§ Dataset records
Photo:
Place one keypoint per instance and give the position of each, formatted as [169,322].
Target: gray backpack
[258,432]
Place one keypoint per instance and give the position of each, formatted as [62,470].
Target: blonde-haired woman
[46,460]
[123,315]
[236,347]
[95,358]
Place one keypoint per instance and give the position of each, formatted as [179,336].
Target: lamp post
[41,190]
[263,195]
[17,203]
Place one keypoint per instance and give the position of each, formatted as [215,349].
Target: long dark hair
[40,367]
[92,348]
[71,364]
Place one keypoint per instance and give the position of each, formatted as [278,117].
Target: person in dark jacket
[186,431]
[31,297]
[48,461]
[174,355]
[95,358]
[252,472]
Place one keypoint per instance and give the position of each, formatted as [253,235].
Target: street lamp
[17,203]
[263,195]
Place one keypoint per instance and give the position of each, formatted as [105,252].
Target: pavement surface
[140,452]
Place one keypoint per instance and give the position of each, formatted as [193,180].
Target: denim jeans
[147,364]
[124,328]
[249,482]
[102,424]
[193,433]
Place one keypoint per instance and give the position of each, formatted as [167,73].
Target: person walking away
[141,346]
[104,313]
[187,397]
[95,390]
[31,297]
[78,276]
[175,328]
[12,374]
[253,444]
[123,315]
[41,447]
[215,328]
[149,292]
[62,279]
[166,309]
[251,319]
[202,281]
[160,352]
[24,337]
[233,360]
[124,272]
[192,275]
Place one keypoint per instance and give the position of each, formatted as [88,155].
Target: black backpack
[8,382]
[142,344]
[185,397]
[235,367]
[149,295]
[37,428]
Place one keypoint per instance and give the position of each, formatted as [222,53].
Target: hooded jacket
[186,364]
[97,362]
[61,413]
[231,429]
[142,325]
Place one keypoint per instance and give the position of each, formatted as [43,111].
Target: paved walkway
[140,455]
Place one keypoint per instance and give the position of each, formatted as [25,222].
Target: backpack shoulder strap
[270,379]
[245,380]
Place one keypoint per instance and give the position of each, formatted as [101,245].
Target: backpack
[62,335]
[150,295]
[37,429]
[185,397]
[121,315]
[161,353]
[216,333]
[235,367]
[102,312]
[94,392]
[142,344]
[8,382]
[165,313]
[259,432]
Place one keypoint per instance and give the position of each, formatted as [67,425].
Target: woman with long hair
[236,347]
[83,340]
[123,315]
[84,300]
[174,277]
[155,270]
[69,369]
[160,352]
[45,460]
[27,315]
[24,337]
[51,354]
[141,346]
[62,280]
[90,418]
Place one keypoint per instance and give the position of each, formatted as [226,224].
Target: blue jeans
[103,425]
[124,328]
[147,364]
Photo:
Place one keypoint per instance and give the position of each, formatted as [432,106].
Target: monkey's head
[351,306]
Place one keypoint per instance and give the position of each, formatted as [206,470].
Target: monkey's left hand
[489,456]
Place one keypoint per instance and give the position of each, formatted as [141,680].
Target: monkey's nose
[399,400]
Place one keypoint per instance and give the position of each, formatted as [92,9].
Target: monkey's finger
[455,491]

§ What needs to be done
Quote exactly the first line of the entries and every line after it, stopping with the line that contains "formatted as [215,349].".

§ Answer
Photo:
Place one keypoint per instance and give the position of each, formatted as [169,322].
Target: gray backpack
[258,432]
Place one keypoint per instance and give the position of each, formatted as [62,470].
Target: blonde-haired woman
[46,460]
[123,315]
[236,347]
[95,358]
Place one keypoint per instance and give the position of each, formatted as [179,336].
Target: lamp post
[41,190]
[263,195]
[17,203]
Place one keypoint per instance and give the position of each, formatted as [215,349].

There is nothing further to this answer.